PASSAGE CHOISI:
Il inaugure à cette occasion une nouvelle tactique d’assaut qu’il substitue à l’attaque en ligne du front ennemi. Pour désorganiser la défense allemande il concentre ses vagues d’assaut sur la prise d’objectifs délimités. Une fois fortifiés, ceux-ci servent de bases de départ pour achever le ‟ nettoyage ” de la ligne de tranchée, et sont de solides positions de défense pour résister aux éventuelles contre-attaques.
L’habituelle préparation d’artillerie de plusieurs heures est évidemment utilisée, mais Byng sait que la qualité des abris allemands la rend désormais insuffisante. Il ordonne donc qu’au moment de l’assaut un tir de barrage fourni devance la première vague d’une trentaine de mètres. Celle-ci est composée de nettoyeurs qui ont pour mission la neutralisation des nids de mitrailleuses, et d’assaillants qui doivent investir le plus rapidement possible l’objectif. La seconde vague d’assaut s’élance dès que l’intensité du tir des mitrailleuses décroît, une partie d’entre elle prête main-forte aux assaillants de la première ligne, l’autre partie s’attaque sans attendre à la seconde ligne ennemie. La troisième vague d’assaut, quant à elle, peut ainsi arriver sans obstacle sur la seconde ligne ennemie dont elle achève la conquête avant de se préparer à résister aux contre-attaques. Une telle tactique nécessite évidement les renseignements les plus précis sur l’organisation des lignes ennemies ; l’aviation sera largement utilisée et les raids de nuit de patrouilles-commandos multipliés.
COURCELETTE : VICTOIRE CANADIENNE FRANÇAISE
Le 15 septembre, les positions allemandes sont enlevées en un temps record avec des pertes limitées. C’est le premier grand succès de Byng. Mais dans l’après-midi, le major-général canadien Turner s’aperçoit que les Allemands fortifient Courcelette, l’objectif de l’attaque prévue pour le lendemain, et préparent une contre-attaque sur le flanc gauche du corps d’armée dont la position formera un saillant durant l’attaque. Byng décide l’assaut immédiat du village, donc... sans préparation d’artillerie.

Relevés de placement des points

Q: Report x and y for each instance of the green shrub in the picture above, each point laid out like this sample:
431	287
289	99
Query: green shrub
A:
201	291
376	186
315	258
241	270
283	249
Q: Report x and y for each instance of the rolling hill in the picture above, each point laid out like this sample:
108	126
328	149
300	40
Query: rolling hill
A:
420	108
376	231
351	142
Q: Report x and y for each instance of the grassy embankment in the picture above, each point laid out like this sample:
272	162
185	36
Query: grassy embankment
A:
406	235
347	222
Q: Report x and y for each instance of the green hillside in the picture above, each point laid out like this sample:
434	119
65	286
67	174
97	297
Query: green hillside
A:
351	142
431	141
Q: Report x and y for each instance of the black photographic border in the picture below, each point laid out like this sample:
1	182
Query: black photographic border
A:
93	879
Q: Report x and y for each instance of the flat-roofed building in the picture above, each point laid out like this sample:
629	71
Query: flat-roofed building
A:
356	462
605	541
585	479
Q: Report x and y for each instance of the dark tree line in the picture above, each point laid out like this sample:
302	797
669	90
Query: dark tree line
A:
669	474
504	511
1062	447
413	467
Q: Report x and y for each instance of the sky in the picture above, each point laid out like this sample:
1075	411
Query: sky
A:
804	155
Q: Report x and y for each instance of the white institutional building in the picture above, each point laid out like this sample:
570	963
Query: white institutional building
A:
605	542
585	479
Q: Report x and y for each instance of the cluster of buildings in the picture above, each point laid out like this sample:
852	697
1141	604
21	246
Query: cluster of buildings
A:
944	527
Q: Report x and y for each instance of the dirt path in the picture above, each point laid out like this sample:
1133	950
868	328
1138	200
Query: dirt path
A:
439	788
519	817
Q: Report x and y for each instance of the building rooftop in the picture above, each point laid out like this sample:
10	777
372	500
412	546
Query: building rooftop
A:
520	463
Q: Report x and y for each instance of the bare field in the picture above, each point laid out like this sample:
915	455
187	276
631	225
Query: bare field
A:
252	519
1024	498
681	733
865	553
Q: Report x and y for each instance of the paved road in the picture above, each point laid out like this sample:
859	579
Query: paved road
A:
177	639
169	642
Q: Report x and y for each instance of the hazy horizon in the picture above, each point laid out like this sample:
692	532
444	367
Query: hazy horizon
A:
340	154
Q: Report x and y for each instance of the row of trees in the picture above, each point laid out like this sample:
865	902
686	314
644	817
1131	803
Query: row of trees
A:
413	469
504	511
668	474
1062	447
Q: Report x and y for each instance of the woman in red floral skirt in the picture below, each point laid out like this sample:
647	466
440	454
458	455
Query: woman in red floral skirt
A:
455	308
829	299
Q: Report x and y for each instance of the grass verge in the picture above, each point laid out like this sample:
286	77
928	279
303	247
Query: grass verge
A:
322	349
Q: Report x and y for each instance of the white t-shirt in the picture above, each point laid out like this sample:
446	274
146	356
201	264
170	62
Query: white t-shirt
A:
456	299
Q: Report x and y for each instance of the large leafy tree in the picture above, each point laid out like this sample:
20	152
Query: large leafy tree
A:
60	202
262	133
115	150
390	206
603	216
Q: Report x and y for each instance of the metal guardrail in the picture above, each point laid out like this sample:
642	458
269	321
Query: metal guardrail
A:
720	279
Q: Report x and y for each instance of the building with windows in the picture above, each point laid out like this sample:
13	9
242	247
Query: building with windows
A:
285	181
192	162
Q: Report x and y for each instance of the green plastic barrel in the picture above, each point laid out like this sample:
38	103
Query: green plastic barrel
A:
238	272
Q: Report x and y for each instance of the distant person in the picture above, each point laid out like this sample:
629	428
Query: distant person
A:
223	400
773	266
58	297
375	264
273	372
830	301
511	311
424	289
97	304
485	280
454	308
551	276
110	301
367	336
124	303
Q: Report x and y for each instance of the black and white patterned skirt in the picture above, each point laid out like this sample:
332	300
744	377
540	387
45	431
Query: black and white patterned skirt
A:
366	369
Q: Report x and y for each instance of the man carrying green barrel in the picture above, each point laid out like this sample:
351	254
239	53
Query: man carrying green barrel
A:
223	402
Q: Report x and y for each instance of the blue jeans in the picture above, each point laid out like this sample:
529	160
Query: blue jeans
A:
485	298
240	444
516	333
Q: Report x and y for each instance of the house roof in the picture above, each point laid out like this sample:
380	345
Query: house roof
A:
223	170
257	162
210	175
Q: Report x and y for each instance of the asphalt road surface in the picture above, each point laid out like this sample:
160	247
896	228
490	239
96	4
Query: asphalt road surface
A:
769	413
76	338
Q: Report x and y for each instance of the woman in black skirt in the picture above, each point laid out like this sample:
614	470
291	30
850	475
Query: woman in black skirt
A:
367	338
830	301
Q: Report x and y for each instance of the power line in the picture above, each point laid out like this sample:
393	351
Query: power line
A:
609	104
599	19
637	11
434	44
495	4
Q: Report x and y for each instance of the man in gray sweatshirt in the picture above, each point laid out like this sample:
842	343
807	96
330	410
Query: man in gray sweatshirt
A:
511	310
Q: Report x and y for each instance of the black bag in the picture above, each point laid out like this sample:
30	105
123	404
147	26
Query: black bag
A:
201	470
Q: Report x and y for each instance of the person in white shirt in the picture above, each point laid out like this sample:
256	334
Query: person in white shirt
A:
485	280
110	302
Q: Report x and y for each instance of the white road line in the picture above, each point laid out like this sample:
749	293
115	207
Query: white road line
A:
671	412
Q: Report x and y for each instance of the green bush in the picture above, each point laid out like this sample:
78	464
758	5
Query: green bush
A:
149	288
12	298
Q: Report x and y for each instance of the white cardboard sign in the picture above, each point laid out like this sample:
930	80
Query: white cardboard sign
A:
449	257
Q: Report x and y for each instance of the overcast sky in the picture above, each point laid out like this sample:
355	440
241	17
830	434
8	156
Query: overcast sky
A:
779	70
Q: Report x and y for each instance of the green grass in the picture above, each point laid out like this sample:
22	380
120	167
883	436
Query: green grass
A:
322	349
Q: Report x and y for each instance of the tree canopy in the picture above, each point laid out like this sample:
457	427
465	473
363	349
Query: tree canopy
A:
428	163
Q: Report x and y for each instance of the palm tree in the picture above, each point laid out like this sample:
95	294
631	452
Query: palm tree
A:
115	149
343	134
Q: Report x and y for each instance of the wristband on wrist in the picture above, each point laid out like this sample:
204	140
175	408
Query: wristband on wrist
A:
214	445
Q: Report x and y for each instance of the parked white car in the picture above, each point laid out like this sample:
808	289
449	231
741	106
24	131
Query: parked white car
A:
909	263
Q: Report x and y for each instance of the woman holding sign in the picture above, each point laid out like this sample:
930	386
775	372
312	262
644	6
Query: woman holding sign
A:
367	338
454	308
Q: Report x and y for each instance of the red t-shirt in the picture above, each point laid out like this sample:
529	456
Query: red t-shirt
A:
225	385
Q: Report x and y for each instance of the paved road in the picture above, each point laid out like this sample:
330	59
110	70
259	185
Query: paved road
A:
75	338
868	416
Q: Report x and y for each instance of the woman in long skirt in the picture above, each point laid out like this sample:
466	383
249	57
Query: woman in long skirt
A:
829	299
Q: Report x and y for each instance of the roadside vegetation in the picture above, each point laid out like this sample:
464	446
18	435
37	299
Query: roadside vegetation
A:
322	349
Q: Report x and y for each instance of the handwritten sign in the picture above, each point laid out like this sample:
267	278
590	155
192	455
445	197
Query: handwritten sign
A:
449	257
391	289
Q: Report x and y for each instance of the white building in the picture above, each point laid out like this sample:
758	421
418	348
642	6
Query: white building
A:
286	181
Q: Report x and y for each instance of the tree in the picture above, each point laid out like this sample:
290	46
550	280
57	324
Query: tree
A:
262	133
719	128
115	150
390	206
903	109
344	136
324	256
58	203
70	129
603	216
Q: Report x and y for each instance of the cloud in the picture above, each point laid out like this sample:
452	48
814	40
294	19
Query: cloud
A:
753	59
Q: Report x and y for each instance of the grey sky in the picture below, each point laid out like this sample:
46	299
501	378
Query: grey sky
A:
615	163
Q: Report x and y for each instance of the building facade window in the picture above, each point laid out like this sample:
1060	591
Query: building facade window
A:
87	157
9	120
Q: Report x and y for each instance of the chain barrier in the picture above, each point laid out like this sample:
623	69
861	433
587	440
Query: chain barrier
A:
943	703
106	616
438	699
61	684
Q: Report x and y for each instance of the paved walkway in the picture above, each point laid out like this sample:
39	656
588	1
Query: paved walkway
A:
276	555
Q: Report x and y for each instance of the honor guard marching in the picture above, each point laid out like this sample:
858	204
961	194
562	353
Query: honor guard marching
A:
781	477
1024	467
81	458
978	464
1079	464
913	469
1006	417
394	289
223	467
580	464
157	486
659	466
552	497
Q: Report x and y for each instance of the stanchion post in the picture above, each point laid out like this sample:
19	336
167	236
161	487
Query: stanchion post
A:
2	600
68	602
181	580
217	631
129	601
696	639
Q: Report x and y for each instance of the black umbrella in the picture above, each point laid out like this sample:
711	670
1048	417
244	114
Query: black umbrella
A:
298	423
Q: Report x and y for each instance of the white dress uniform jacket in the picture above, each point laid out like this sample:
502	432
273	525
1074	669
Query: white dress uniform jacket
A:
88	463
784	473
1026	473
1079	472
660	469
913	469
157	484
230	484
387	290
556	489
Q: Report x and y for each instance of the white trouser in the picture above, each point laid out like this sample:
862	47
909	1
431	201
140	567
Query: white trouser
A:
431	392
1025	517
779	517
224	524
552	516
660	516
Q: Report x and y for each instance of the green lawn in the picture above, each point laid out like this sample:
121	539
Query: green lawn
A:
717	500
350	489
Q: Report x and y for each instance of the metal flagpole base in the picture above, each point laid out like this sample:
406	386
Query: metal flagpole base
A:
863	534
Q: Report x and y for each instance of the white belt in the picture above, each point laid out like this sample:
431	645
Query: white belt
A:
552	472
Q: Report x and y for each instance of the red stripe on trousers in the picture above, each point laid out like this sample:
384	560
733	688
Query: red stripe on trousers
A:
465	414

TRAVAIL À FAIRE:
a. Modifie le texte sur la bataille de Courcelette, de « Il inaugure à » jusqu'à « aux éventuelles contre-attaques. », en remplaçant « positions de défense » par « points d’appui ».
b. Quelles vagues d’assaut successives le texte sur la bataille de Courcelette décrit-il ?
c. Dans le texte sur la bataille de Courcelette, qui s’aperçoit que les Allemands fortifient Courcelette ?
La liste ci-dessus constitue un matériau distinct du texte.

RÉSULTATS PAR TÂCHE:
a.
Il inaugure à cette occasion une nouvelle tactique d’assaut qu’il substitue à l’attaque en ligne du front ennemi. Pour désorganiser la défense allemande il concentre ses vagues d’assaut sur la prise d’objectifs délimités. Une fois fortifiés, ceux-ci servent de bases de départ pour achever le ‟ nettoyage ” de la ligne de tranchée, et sont de solides points d’appui pour résister aux éventuelles contre-attaques.

b. La première vague, la seconde vague et la troisième vague.

c. Le major-général canadien Turner.